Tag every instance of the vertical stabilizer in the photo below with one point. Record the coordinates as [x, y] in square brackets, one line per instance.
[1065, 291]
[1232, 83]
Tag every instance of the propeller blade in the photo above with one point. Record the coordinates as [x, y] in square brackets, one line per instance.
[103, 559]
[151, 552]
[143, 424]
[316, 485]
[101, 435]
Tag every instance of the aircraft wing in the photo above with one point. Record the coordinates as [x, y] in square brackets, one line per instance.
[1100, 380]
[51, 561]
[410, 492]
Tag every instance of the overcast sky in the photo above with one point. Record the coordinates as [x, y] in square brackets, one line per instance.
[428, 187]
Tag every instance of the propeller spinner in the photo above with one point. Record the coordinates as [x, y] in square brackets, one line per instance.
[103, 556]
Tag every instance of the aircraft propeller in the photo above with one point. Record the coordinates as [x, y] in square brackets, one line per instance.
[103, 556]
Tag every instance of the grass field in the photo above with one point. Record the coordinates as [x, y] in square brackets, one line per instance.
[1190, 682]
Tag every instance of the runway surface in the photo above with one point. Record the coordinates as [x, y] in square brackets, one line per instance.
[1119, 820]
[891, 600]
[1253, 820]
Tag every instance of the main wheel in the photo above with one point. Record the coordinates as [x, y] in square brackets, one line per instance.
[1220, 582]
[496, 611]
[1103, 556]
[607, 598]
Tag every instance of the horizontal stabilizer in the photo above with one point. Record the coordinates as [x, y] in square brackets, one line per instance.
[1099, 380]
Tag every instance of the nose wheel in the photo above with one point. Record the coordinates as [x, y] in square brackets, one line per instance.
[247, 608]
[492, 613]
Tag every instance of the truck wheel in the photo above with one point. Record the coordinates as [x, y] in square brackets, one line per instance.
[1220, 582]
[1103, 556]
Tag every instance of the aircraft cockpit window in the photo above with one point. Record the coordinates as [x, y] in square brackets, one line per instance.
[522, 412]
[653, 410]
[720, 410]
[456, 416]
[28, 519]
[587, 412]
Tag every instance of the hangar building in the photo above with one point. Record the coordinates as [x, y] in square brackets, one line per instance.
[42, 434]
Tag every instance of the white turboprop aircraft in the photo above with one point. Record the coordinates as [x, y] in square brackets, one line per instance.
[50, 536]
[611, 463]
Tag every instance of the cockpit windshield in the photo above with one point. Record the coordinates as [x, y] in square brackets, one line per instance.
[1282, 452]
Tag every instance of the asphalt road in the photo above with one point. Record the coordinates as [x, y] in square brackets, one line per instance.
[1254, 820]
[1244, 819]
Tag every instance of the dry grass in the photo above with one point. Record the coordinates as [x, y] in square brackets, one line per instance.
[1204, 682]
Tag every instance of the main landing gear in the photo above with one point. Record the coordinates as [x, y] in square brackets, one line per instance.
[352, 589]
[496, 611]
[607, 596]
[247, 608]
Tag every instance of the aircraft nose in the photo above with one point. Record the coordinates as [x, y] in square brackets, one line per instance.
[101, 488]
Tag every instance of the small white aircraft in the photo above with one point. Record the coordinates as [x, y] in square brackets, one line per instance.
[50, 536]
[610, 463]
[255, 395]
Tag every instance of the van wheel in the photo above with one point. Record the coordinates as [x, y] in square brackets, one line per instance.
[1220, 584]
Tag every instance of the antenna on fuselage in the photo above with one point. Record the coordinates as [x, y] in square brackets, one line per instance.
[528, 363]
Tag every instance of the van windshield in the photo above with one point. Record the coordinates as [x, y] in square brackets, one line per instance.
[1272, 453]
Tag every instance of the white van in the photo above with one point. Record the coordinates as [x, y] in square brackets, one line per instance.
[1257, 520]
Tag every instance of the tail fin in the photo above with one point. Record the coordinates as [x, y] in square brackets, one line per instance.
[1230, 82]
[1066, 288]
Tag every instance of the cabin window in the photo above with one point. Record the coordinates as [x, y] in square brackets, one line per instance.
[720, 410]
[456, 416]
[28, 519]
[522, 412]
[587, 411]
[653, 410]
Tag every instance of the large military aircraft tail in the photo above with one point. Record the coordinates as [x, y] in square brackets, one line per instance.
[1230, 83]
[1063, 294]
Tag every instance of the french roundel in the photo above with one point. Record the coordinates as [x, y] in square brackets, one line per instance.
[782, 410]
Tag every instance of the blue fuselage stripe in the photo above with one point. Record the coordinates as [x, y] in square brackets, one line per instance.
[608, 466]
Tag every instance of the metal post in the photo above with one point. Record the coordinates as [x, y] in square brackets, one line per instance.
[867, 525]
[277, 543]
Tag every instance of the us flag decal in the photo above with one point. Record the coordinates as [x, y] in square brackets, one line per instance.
************
EXERCISE INSTRUCTIONS —
Lay out every line of the data above as a JSON list of strings, one string per line, with blank lines left out.

RESPONSE —
[
  "Tag every instance of the vertical stabilizer in the photo below with one point. Record the coordinates as [x, y] in square brackets, one line per instance.",
  "[1065, 291]",
  "[1232, 83]",
  "Tag every instance of the propeller blade in the photo above with one point. Record the coordinates as [x, y] in square brackets, one line per instance.",
  "[103, 559]",
  "[151, 552]",
  "[143, 424]",
  "[316, 485]",
  "[101, 435]",
  "Tag every instance of the aircraft wing in the photo above with one point. Record the coordinates as [x, y] in square brackets, one line per instance.",
  "[1100, 380]",
  "[51, 561]",
  "[410, 492]",
  "Tag every instance of the overcast sky in the photo above with one point. Record the coordinates as [x, y] in square brackets, one line per instance.",
  "[428, 187]",
  "Tag every instance of the propeller spinner in the photo above with one point. Record the coordinates as [x, y] in square brackets, one line per instance.",
  "[103, 556]",
  "Tag every instance of the aircraft propeller in the photo above with one point. Record the coordinates as [x, y] in square brackets, one line per instance.",
  "[103, 556]",
  "Tag every instance of the grass field in the photo above with one point. Record the coordinates as [x, y] in square brackets, one line per instance.",
  "[1190, 682]",
  "Tag every instance of the runway surface in the photo above with one point. Record the coordinates as [x, y] in square brackets, one line per instance.",
  "[1119, 820]",
  "[891, 600]",
  "[1253, 820]",
  "Tag every instance of the main wheel in the photo above with one point. Record the coordinates as [x, y] in square brackets, one line per instance.",
  "[1220, 582]",
  "[496, 611]",
  "[1103, 556]",
  "[607, 598]",
  "Tag every instance of the horizontal stabilizer in the photo above with one point. Record the coordinates as [x, y] in square brackets, one line per instance.",
  "[1099, 380]",
  "Tag every instance of the nose wheel in the photo above with one point. Record the coordinates as [x, y] in square brackets, one line per instance.",
  "[247, 608]",
  "[492, 613]",
  "Tag every instance of the truck wheel in the photo above with one point. Record the coordinates as [x, y] in square brackets, one line per instance.",
  "[1220, 582]",
  "[1103, 556]",
  "Tag every instance of the aircraft cockpit window in the photo above with one point. Record the coordinates as [x, y] in square brackets, one line per instance.",
  "[522, 412]",
  "[653, 410]",
  "[720, 410]",
  "[456, 416]",
  "[28, 519]",
  "[587, 412]",
  "Tag every instance of the hangar building in the photo above with one point. Record the coordinates as [x, y] in square brackets, one line per instance.",
  "[42, 434]",
  "Tag every instance of the white turboprop aircraft in the photo above with one point. Record the coordinates as [x, y] in square brackets, one line per instance.",
  "[50, 536]",
  "[611, 463]",
  "Tag every instance of the cockpit windshield in the photo above with one point. Record the coordinates as [x, y] in square brackets, one line per instance.",
  "[1282, 452]",
  "Tag every instance of the asphalt road in the photo above with one point. Record the coordinates as [x, y] in square brackets, one line per instance.",
  "[1254, 820]",
  "[1244, 819]",
  "Tag every instance of the dry grass in the photo above with one point. Record the coordinates as [x, y] in square brackets, one line per instance.",
  "[1204, 682]",
  "Tag every instance of the main landing gear in the photo above with one point. Record the coordinates as [x, y] in square brackets, one line per instance.",
  "[352, 589]",
  "[496, 611]",
  "[607, 596]",
  "[247, 608]",
  "Tag every instance of the aircraft nose in the photo above with one point. Record the coordinates as [x, y] in square brackets, one line per instance.",
  "[101, 488]",
  "Tag every instance of the small white aircraft in the photo above with one point. Record the coordinates as [x, y] in square brackets, one line per instance.",
  "[50, 536]",
  "[610, 463]",
  "[255, 395]",
  "Tag every instance of the van wheel in the photo above with one point. Record the coordinates as [x, y] in square brackets, one line per instance.",
  "[1220, 584]",
  "Tag every instance of the antenna on fuselage in the photo above with one point. Record the coordinates as [x, y] in square brackets, one line per instance.",
  "[528, 363]",
  "Tag every instance of the van windshield in the photo above with one point. Record the coordinates as [x, y] in square brackets, one line per instance.",
  "[1272, 453]",
  "Tag every instance of the white van in the photo above with one point. Record the coordinates as [x, y] in square brackets, one line per instance.",
  "[1257, 520]",
  "Tag every instance of the tail fin in the photo above with one point. Record the coordinates as [x, y] in square brackets, one line per instance.",
  "[1230, 82]",
  "[1066, 288]",
  "Tag every instance of the cabin window in the photo above with one point. Record the coordinates as [x, y] in square brackets, one line per instance.",
  "[720, 410]",
  "[456, 416]",
  "[28, 519]",
  "[522, 412]",
  "[587, 411]",
  "[653, 410]",
  "Tag every instance of the large military aircraft tail in the photo above with one point. Record the coordinates as [x, y] in square brackets, one line per instance.",
  "[1230, 83]",
  "[1063, 294]",
  "Tag every instance of the french roundel in the photo above with one point. Record the coordinates as [x, y] in square brackets, one line per instance.",
  "[782, 410]",
  "Tag every instance of the blue fuselage stripe in the photo above with one point. Record the coordinates as [x, y] in square brackets, one line per instance.",
  "[608, 466]",
  "Tag every instance of the metal post in the photo above with one point. Record the coordinates as [x, y] in square brackets, one line per instance.",
  "[867, 525]",
  "[277, 543]",
  "Tag every instance of the us flag decal in the photo above with one point. Record the coordinates as [x, y] in square brackets, one line per instance."
]